- What you will do -
Write out the records below again, swapping every occurrence of "one per line" for "one per row" and leaving all other text unchanged.

- Dataset extract -
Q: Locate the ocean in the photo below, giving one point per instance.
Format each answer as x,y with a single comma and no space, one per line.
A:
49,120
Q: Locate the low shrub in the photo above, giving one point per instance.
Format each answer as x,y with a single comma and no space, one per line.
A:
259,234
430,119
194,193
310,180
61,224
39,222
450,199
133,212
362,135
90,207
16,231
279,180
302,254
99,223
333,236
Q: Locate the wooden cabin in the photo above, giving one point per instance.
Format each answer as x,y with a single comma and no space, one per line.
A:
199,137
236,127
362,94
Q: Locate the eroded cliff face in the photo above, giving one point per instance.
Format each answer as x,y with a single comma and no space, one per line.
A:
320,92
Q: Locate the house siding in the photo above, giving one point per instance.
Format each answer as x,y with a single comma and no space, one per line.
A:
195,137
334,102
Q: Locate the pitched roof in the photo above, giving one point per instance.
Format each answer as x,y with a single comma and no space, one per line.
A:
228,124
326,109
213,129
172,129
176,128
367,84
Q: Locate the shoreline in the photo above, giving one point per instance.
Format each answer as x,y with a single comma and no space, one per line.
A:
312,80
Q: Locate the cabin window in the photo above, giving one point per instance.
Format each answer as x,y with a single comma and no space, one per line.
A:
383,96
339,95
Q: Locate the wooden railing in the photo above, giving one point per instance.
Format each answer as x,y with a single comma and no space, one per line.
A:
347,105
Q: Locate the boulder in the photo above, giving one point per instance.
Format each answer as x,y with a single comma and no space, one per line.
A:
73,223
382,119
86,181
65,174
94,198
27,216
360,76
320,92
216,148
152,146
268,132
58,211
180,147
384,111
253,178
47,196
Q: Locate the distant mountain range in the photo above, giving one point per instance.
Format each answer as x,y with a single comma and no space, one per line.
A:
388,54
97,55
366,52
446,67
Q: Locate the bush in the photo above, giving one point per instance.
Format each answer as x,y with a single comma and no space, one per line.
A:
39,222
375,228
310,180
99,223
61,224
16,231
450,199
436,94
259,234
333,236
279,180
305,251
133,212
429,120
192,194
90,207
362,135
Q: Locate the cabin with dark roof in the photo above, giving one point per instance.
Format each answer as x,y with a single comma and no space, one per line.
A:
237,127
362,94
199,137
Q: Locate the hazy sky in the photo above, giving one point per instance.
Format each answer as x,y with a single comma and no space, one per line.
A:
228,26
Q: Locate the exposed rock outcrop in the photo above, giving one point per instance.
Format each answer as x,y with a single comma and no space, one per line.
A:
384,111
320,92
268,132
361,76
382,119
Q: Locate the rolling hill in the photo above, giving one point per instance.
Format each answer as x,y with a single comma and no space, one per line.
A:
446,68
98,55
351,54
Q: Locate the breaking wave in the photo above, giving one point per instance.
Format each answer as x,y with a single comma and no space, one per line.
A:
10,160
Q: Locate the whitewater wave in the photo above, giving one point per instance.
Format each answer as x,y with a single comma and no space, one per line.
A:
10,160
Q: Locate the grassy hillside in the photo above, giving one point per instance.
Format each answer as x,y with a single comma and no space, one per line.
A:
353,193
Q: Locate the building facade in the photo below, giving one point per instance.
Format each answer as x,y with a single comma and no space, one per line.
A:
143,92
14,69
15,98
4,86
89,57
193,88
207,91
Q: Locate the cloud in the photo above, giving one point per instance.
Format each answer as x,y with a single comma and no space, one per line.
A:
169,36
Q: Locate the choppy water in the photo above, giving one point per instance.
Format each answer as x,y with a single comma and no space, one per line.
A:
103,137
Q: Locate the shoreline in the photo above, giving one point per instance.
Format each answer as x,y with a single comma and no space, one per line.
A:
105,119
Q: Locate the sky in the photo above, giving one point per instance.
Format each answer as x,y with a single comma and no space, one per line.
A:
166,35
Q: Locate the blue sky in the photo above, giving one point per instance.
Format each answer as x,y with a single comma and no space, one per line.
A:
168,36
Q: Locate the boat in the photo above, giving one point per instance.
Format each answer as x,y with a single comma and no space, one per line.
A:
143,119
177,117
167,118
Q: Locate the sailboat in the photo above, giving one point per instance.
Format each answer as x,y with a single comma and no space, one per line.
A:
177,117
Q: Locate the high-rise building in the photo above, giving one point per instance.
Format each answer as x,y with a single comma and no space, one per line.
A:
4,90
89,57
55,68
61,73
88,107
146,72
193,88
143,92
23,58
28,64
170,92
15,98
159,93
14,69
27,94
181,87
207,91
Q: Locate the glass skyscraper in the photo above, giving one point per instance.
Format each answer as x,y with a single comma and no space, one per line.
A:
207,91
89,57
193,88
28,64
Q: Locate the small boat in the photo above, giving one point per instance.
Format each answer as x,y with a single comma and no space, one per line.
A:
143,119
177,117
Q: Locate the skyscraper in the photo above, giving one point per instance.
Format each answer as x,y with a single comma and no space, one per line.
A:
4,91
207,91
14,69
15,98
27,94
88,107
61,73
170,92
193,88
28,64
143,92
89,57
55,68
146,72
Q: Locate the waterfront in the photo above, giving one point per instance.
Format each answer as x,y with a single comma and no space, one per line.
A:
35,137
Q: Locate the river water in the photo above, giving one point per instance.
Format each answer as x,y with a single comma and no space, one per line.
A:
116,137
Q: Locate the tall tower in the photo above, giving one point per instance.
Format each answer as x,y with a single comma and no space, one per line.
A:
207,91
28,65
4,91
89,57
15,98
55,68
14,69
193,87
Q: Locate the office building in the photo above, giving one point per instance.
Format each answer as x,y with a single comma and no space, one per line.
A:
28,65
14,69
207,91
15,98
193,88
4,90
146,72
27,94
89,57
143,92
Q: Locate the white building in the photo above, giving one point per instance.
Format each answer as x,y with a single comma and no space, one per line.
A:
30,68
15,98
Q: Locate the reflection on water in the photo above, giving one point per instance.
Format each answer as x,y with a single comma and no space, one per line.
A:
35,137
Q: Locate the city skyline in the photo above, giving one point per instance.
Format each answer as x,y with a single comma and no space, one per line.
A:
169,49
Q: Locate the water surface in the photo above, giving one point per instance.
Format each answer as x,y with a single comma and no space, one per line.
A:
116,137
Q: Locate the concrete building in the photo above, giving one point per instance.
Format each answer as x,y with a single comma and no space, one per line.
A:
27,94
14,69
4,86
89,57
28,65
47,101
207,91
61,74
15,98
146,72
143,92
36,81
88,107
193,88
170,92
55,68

- Written answer -
Q: Locate the ocean in the photo below, giving one point per instance.
Format each answer as x,y with a single comma and no space, one per row.
A:
49,120
Q: Locate the low shrub in the photo above, giving one point per instance.
Format each answer as x,y with a single comma and no space, one per row.
A:
259,234
430,119
194,193
310,180
61,224
39,222
450,199
133,212
362,135
90,207
16,231
279,180
302,254
99,223
333,236
Q: Locate the wooden cabin in the photo above, giving one point per instance.
Format each answer as x,y with a single comma and no space, one per row.
A:
199,137
236,127
362,94
Q: Locate the eroded cliff face in the photo above, giving one point per instance.
Format each answer as x,y with a single comma and no space, one per row.
A:
320,92
Q: Locate the house siding in the photo above, giving one point per instance.
Format each answer as x,y with a single comma and no space, one per row.
A:
195,137
334,102
Q: Locate the pitched roof in the photo above, giving one point per instance.
Format each answer as x,y with a single comma and no space, one per row.
A:
228,124
326,109
213,129
172,129
176,128
367,84
Q: Locate the shoreline in the photo above, giving one point per instance.
Format each answer as x,y with a single comma and no space, one per row.
A:
312,80
Q: Locate the cabin window in the photo above, giving one point per instance.
Format each answer as x,y with a single comma and no space, one per row.
A:
383,96
339,95
Q: Locate the wooden railing in the photo above, giving one point per instance.
Format each answer as x,y with a single comma and no space, one per row.
A:
347,105
Q: Locate the boulder in the photo above, giving one point per instance.
Format each answer as x,y with a single comma and no space, one per row.
A:
73,223
382,119
86,181
65,174
94,198
27,216
360,76
320,92
216,148
152,146
268,132
58,211
180,147
384,111
253,178
47,196
Q: Locate the distant mountain range in the photo above, giving one point per instance.
Format each answer as x,y with a single comma and no space, one per row.
A:
388,54
97,55
366,52
446,67
Q: Locate the bush in the photo above, giving one point per instance.
Format each answer as x,y with a single comma and no space, one per row.
A:
39,222
375,228
310,180
99,223
61,224
16,231
450,199
436,94
259,234
333,236
279,180
305,251
133,212
429,120
192,194
90,207
362,135
Q: Locate the cabin with dark roof in the photo above, giving one point per instance.
Format each answer as x,y with a single comma and no space, one per row.
A:
237,127
362,94
199,137
Q: Locate the hazy sky in the photo above, giving one point per instance.
Format each answer as x,y with a single comma and no space, one per row.
A:
228,26
Q: Locate the exposed rock outcrop in the photo above, giving one point per instance.
Format each answer as x,y with a single comma and no space, one per row.
A:
384,111
320,92
268,132
361,76
382,119
Q: Locate the rolling hill in the photo above, giving one point per instance.
Format each answer as x,y with a single comma and no space, one per row.
A:
446,68
98,55
351,54
Q: Locate the breaking wave in the photo above, giving one point per instance.
Format each answer as x,y with a single comma and no space, one per row.
A:
10,160
Q: Locate the whitewater wave in the photo above, giving one point per instance.
Format each answer as x,y with a single comma and no space, one per row.
A:
10,160
Q: Locate the grassy hillside in the photo above, giving one point per instance.
Format each answer as x,y with a single comma and no space, one per row.
A:
353,193
Q: Locate the building facade in the photo below, giving one point per instance.
Format each answer as x,y with a single comma and no space, one per row.
A:
143,92
14,69
15,98
4,86
89,57
193,88
207,91
Q: Locate the cloud in the photo above, giving one point per instance.
Format each answer as x,y with a single comma and no space, one per row.
A:
169,36
Q: Locate the choppy water in the photo above, giving one point per instance.
Format each answer as x,y with a single comma and no space, one per row.
A:
103,137
Q: Locate the shoreline in the photo above, giving one point per instance.
Format each answer as x,y with a single comma and no space, one per row.
A:
105,119
Q: Locate the sky in the photo above, giving one point per instance.
Format each answer as x,y with a single comma and no space, one per row.
A:
166,35
Q: Locate the blue sky in the photo above, giving one point per instance.
Format each answer as x,y with a single comma and no space, one per row.
A:
168,36
Q: Locate the boat in the photo above, giving one point per instance.
Format each answer as x,y with a single comma and no space, one per row.
A:
143,119
177,117
167,118
Q: Locate the sailboat in the photo above, giving one point per instance.
Format each answer as x,y with a single comma and no space, one per row.
A:
177,117
Q: Locate the high-rise building in the photo above, giving one point per instance.
Format each answer as x,y with a single comma and no space, one per row.
A:
4,90
89,57
55,68
61,73
88,107
146,72
193,88
143,92
23,58
28,64
170,92
15,98
159,93
14,69
27,94
181,87
207,91
Q: Locate the glass skyscraper in the photo above, giving one point per instance.
Format each answer as x,y with a single comma and no space, one per row.
A:
207,91
89,57
193,88
28,64
Q: Locate the small boat in the photo above, giving one point per instance.
Format each answer as x,y with a single comma and no space, one per row.
A:
143,119
177,117
Q: Locate the skyscraper in the photo above, giving one point per instance.
Format each answer as x,y with a single comma and no space, one per row.
A:
4,91
207,91
14,69
15,98
27,94
88,107
61,73
170,92
193,88
28,64
143,92
89,57
55,68
146,72
Q: Locate the waterfront in the photo above, giving one point per instance.
Format each answer as x,y with a single comma and no space, one per row.
A:
35,137
Q: Locate the river water in the photo above, giving one point per instance.
Format each answer as x,y with a single comma and no space, one per row.
A:
116,137
Q: Locate the tall tower in the photo above, giving one point per instance.
Format each answer as x,y with a single comma and no space, one per row.
A:
207,91
28,65
4,91
89,57
15,98
55,68
14,69
193,87
Q: Locate the office building in the photo above, giving one point per instance.
Format each answer as x,y with a single comma and no space, one per row.
A:
28,65
14,69
207,91
15,98
193,88
4,90
146,72
27,94
89,57
143,92
Q: Locate the white building in the photo above, giving one point per instance.
Format each answer as x,y with a single comma and no space, one per row.
A:
30,68
15,98
Q: Locate the reflection on water in the photo above, giving one point per instance.
Format each answer as x,y with a single comma and no space, one per row.
A:
35,137
Q: Locate the city skyline in the photo above, giving one point per instance.
Format each answer as x,y with a single comma and no space, one per row.
A:
169,49
Q: Locate the water surface in the photo above, giving one point per instance.
Format each answer as x,y with a single comma and no space, one per row.
A:
116,137
Q: Locate the concrete building in the photo above, giving one point per instance.
Format each answer as x,y with a single comma and no space, one per row.
A:
27,94
14,69
4,86
89,57
28,65
47,101
207,91
61,74
15,98
146,72
143,92
36,81
88,107
193,88
170,92
55,68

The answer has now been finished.